AVAILABLE RECORDS ::
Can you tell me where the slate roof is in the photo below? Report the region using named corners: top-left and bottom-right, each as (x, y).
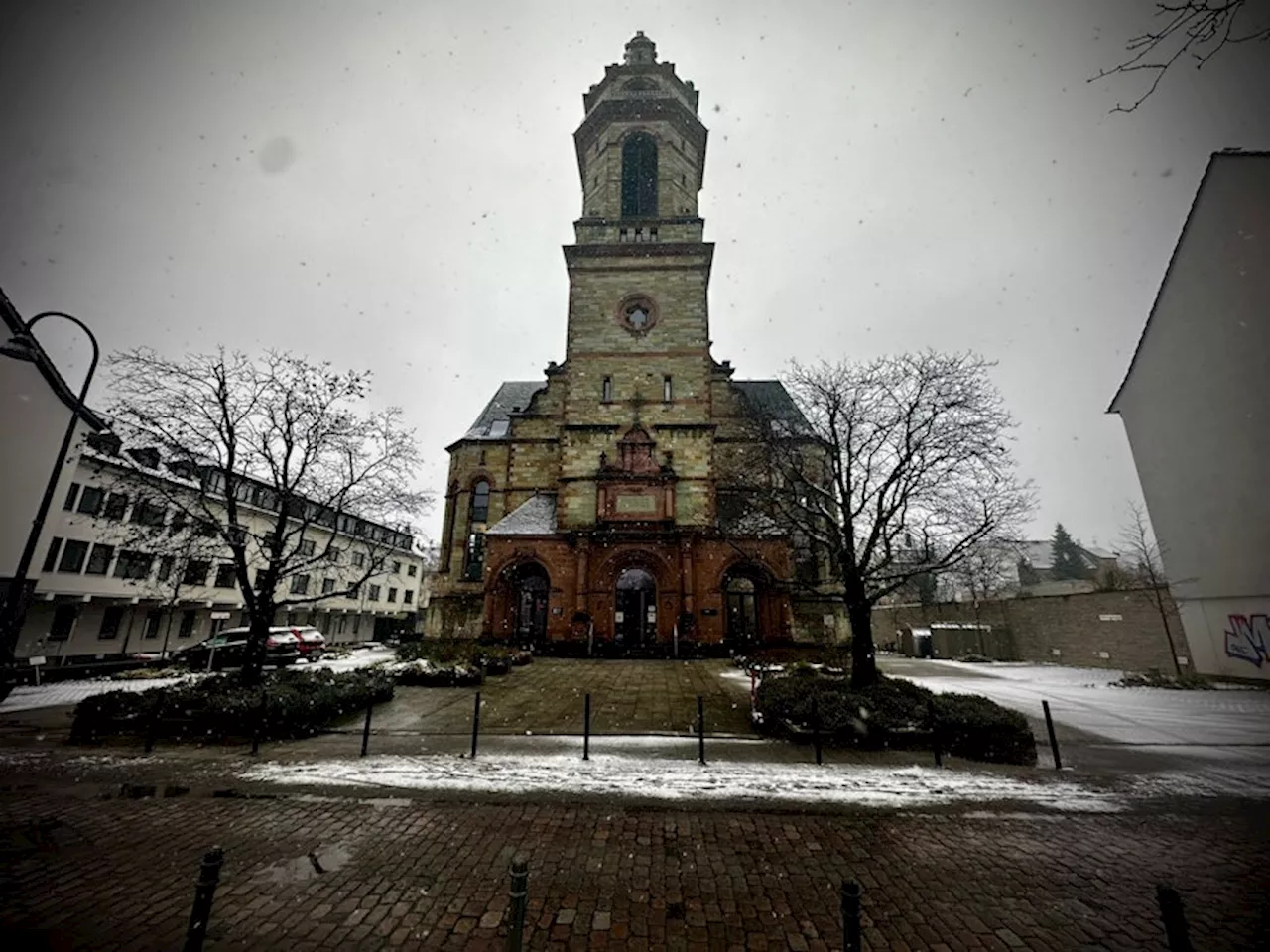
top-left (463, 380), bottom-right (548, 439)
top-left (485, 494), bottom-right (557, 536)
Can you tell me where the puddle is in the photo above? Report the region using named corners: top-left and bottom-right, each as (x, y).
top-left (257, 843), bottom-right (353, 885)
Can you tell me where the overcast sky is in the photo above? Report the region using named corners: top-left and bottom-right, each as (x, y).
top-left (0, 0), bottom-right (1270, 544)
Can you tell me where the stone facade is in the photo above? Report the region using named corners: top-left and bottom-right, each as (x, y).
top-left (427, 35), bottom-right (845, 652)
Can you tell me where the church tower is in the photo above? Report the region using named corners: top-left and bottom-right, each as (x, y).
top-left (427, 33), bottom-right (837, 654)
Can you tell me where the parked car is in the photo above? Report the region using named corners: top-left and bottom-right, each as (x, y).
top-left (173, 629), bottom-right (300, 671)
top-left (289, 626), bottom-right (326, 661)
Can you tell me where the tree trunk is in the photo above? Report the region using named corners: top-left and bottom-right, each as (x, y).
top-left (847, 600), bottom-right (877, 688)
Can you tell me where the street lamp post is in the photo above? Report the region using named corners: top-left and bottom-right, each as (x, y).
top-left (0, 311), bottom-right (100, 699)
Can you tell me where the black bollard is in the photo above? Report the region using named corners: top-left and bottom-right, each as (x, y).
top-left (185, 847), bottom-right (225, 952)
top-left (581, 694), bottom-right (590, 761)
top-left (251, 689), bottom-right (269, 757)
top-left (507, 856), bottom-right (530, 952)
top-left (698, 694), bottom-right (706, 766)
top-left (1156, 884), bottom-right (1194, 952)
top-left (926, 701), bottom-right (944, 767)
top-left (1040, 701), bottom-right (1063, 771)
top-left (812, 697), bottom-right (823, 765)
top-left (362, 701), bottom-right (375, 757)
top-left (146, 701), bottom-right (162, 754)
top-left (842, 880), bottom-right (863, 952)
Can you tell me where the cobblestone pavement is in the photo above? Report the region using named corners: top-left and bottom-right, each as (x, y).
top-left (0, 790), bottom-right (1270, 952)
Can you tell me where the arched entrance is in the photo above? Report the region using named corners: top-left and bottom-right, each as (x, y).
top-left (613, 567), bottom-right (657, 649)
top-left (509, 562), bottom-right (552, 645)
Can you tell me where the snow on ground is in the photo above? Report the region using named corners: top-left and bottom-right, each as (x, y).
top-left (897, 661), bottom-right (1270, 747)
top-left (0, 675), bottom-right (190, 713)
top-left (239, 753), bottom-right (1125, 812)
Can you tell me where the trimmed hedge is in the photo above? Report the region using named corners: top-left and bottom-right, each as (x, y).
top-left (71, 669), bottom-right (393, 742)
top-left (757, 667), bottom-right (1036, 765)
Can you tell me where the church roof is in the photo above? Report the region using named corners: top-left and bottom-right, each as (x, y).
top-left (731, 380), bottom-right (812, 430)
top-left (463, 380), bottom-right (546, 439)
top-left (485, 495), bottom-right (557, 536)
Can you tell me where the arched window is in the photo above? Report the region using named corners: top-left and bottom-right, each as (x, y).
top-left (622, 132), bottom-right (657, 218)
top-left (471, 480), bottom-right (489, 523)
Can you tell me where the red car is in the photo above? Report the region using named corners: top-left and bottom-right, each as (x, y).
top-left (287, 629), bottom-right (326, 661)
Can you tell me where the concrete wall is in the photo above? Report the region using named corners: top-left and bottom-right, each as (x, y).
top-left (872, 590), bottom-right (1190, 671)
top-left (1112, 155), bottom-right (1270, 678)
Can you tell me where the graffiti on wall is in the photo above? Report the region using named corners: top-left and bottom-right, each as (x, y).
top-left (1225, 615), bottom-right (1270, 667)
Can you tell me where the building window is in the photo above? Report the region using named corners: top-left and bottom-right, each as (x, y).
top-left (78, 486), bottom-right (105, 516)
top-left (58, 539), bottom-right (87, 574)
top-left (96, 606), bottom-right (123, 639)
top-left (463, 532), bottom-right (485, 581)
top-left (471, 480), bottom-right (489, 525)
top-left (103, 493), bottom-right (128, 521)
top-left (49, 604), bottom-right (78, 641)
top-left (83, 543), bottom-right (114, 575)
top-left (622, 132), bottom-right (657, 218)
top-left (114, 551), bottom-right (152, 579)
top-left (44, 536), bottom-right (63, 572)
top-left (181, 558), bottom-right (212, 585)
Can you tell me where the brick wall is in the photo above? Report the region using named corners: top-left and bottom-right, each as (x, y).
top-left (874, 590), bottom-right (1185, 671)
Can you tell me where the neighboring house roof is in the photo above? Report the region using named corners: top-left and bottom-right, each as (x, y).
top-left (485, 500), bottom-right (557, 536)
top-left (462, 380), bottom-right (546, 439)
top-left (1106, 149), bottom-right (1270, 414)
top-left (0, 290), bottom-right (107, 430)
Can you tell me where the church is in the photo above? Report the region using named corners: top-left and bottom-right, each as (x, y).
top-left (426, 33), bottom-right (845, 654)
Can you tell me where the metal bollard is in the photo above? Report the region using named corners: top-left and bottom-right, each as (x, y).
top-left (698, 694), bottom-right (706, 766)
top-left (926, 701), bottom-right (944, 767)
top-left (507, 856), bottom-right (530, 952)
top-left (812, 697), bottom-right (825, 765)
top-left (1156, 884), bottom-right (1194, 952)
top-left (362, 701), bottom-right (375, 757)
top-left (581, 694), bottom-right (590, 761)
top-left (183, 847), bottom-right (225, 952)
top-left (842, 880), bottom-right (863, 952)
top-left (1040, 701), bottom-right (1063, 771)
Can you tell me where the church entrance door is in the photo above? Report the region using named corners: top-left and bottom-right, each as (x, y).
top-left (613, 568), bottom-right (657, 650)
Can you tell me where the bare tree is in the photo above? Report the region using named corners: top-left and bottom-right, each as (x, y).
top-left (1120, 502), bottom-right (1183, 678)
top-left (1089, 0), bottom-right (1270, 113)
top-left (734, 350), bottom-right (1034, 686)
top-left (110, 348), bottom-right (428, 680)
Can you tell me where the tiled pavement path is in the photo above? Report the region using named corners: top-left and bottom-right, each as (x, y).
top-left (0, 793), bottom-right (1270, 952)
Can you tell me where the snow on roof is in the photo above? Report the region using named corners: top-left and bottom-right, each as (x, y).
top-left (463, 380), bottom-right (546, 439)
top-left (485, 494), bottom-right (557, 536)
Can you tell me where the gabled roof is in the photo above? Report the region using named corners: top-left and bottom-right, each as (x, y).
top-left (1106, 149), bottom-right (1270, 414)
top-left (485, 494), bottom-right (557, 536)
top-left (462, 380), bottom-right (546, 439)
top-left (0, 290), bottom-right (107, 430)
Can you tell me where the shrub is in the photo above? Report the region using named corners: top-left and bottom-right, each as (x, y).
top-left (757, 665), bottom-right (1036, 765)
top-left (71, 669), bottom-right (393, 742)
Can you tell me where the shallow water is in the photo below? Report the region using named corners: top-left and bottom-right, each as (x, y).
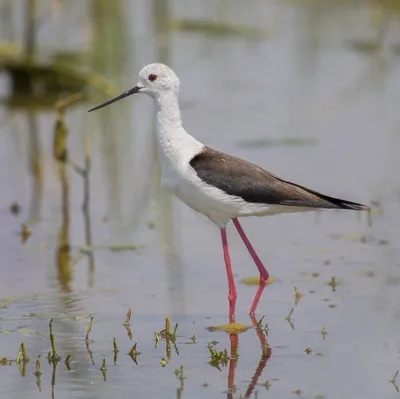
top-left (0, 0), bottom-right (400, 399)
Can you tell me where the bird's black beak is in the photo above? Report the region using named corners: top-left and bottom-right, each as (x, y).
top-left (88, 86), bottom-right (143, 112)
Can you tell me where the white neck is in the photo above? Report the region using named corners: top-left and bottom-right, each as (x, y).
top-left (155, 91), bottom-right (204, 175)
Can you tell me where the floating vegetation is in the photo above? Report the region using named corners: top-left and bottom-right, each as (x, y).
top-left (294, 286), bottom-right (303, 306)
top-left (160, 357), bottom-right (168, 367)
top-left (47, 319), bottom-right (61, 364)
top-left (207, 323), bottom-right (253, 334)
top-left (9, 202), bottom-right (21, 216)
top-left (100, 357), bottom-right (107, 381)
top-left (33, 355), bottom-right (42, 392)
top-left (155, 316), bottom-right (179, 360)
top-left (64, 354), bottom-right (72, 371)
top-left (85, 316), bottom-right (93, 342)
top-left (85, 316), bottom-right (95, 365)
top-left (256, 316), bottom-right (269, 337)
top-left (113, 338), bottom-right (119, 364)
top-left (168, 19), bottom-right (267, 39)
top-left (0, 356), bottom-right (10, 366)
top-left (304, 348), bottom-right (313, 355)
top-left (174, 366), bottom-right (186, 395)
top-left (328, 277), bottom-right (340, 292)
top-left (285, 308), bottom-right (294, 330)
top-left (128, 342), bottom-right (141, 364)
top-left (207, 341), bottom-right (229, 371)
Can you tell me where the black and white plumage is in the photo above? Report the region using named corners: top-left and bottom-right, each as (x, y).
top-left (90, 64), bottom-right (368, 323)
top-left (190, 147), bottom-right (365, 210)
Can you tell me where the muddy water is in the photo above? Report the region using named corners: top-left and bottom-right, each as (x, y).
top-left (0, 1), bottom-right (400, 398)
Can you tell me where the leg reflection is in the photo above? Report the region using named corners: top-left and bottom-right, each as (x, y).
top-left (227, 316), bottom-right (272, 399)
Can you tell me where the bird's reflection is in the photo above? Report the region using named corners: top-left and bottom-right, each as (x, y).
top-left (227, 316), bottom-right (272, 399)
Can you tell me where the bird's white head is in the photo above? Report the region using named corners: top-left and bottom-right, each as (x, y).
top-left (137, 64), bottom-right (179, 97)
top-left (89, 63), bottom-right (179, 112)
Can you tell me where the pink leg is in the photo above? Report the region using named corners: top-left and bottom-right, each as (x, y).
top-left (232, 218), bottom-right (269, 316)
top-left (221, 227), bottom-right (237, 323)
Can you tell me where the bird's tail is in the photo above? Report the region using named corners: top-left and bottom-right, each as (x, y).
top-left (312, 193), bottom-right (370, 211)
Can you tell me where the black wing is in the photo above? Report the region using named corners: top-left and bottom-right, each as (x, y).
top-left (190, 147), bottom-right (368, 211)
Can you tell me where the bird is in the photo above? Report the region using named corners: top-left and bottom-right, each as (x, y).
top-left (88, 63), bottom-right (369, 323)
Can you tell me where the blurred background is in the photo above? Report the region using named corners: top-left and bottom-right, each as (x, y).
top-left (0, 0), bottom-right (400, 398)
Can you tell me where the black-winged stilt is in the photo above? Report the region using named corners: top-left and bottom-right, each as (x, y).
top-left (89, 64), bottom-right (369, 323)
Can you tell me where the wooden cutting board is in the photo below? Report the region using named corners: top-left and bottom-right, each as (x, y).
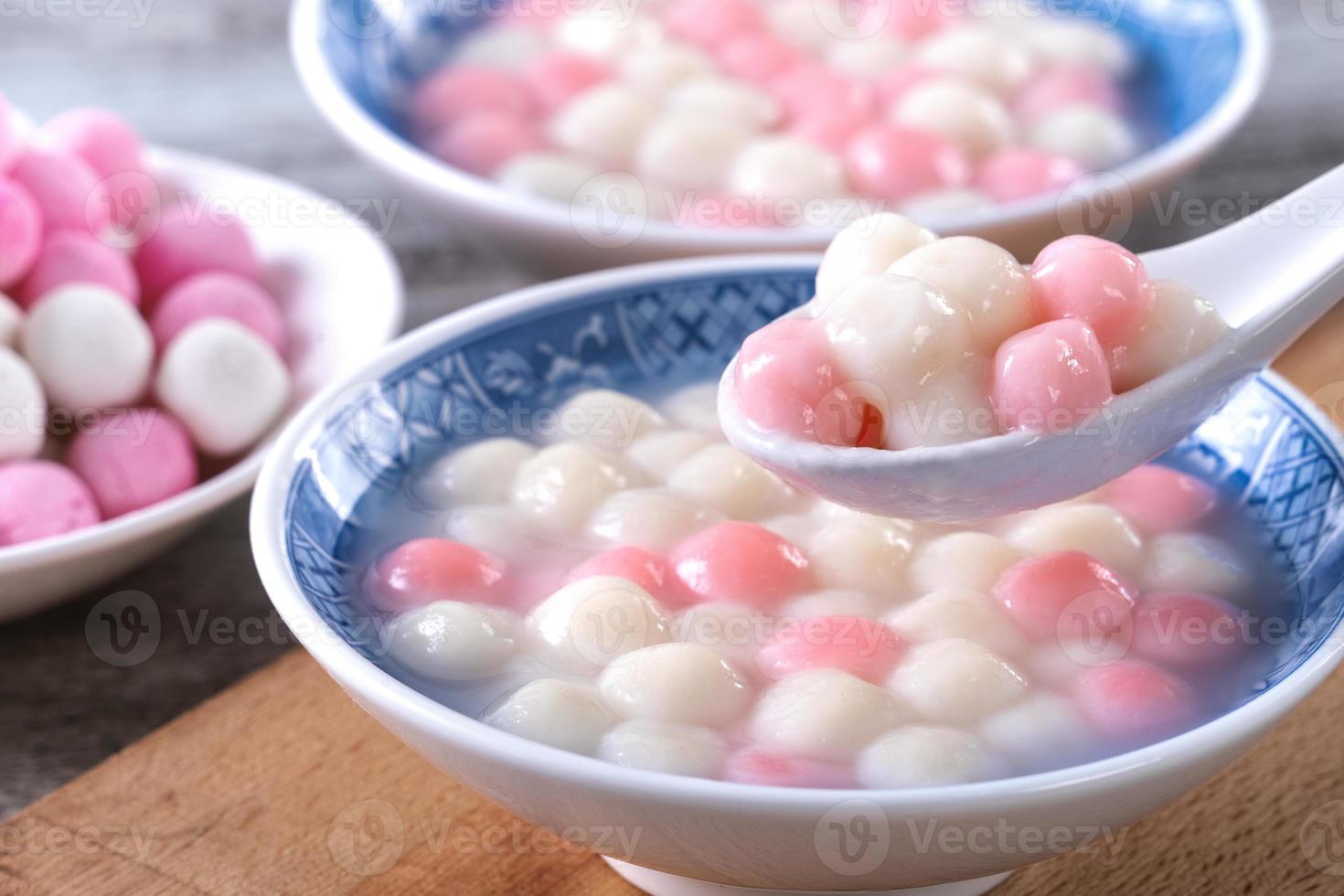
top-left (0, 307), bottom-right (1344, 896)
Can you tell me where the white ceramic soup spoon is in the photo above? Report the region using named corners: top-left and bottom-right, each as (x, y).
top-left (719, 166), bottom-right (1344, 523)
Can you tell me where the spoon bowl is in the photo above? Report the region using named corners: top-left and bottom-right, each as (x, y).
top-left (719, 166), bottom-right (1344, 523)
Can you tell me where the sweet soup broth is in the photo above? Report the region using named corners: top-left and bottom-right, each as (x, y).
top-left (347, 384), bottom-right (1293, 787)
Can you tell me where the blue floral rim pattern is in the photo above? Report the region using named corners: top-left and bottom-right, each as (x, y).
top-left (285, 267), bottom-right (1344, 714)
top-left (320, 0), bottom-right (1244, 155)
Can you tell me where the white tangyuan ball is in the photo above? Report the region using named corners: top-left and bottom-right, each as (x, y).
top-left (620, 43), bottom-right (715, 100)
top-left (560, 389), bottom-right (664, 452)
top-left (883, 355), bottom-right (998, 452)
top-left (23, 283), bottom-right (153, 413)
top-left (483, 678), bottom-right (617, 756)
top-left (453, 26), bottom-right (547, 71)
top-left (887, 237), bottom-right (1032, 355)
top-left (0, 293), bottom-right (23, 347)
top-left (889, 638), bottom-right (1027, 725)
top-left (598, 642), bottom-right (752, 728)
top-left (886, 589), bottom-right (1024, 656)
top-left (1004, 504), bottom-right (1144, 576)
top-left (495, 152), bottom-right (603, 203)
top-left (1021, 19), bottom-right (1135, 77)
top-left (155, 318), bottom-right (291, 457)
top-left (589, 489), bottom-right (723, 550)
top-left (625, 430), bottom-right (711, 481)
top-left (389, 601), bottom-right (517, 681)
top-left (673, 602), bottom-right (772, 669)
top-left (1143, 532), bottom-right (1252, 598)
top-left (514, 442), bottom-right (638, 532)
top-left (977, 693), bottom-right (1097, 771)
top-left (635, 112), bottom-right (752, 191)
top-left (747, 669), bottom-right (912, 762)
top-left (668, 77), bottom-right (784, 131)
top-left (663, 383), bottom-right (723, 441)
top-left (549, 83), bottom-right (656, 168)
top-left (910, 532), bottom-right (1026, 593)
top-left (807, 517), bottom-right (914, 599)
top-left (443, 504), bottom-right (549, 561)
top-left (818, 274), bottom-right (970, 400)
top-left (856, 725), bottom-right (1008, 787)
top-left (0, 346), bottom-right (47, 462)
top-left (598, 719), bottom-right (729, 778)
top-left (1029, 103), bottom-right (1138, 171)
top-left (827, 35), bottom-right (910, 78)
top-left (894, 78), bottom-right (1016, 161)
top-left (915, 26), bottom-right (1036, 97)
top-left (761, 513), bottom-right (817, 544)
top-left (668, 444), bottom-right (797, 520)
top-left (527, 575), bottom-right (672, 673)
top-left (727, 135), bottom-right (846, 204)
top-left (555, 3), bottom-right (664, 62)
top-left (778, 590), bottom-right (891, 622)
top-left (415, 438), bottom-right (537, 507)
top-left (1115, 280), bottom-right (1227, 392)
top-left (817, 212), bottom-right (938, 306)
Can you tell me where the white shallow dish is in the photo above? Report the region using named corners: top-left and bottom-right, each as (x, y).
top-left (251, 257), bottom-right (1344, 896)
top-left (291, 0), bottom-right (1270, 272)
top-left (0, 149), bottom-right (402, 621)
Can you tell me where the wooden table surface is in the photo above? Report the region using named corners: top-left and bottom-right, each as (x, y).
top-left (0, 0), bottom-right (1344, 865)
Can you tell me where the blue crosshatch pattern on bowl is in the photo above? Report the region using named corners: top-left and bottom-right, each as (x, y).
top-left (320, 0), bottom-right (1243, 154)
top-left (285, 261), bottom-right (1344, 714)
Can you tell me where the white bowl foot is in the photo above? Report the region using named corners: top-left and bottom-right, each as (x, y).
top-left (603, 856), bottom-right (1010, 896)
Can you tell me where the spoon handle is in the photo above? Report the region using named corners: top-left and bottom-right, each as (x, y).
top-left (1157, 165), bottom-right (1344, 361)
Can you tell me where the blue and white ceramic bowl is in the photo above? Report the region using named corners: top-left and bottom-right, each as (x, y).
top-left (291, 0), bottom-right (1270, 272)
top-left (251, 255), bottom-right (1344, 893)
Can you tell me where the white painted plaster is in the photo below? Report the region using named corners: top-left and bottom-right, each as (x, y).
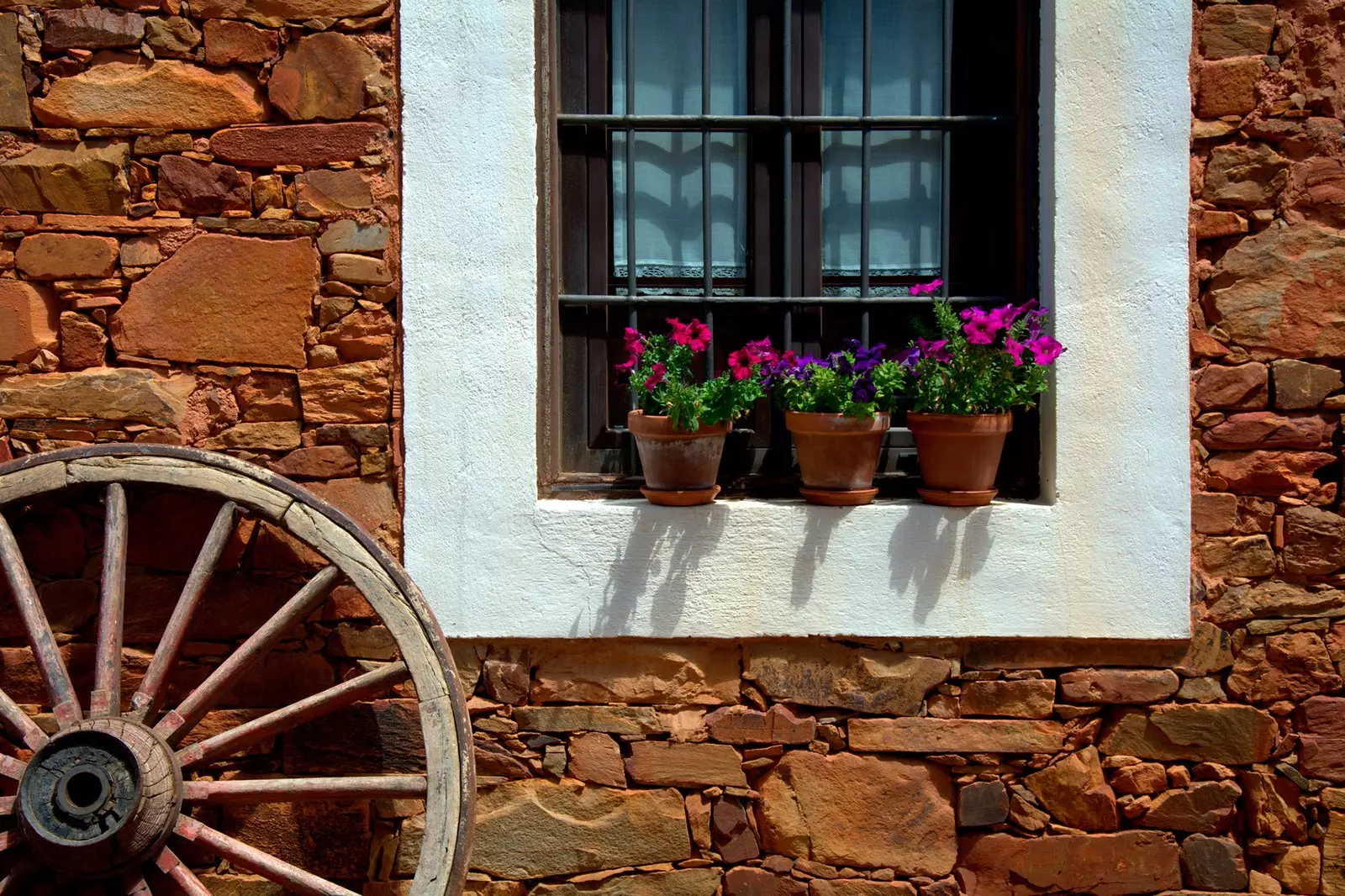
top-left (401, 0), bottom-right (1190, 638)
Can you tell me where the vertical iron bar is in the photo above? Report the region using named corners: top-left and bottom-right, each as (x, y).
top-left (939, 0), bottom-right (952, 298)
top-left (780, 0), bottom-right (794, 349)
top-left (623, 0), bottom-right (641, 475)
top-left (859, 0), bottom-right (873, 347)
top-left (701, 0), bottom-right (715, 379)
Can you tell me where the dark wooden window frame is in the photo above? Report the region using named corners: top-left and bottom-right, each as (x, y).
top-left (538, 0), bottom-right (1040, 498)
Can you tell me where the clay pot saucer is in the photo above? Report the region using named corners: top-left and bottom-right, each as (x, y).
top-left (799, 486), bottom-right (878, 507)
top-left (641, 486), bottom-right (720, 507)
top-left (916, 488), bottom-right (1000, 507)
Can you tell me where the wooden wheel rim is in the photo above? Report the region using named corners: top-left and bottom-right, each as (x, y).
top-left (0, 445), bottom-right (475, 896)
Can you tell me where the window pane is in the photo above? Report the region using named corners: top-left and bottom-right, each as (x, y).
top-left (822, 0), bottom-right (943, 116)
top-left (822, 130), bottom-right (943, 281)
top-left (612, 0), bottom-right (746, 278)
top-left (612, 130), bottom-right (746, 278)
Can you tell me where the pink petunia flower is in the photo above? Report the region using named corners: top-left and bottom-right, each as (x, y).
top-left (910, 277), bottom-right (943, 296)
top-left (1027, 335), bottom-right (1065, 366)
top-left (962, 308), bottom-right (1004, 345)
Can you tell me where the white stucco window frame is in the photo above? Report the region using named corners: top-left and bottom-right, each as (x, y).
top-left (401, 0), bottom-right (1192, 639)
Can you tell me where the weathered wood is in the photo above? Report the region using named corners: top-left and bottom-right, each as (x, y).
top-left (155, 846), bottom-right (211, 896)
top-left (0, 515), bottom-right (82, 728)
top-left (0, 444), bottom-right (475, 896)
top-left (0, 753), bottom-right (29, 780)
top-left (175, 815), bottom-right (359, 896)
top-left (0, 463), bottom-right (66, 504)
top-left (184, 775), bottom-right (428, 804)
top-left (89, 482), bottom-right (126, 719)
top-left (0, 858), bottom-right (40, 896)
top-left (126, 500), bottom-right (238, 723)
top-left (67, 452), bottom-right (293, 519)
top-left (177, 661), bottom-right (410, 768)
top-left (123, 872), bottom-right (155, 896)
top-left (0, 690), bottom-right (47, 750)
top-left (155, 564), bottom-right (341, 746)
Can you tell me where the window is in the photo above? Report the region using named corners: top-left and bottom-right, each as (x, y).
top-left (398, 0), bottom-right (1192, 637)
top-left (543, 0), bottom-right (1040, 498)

GOAL ::
Could you give the records starting at the line containing "Can you tell me where the wooden cutting" and ending at the line containing "top-left (347, 384), bottom-right (1293, 787)" as a two-column CSV with the columns text and answer, one row per record, each field in quotes and line breaks turned into spaces? Leave the pictures out.

THE ANSWER ::
text,answer
"Can you tell me where the wooden cutting board is in the photo below? Report the region using named corners: top-left and bottom-right, each as (x, y).","top-left (0, 307), bottom-right (1344, 896)"
"Can you tell me where the white ceramic soup spoon is in the photo above? Report the region using named corners: top-left and bottom-right, each as (x, y).","top-left (719, 166), bottom-right (1344, 523)"
"Can you tell me where the spoon bowl is in the photo above? Report the region using named corners: top-left and bottom-right, each as (x, y).","top-left (719, 166), bottom-right (1344, 523)"
"Can you tell me where the sweet soup broth is in the photo above? Report the region using named corners: top-left and bottom-right, each as (x, y).","top-left (347, 384), bottom-right (1293, 787)"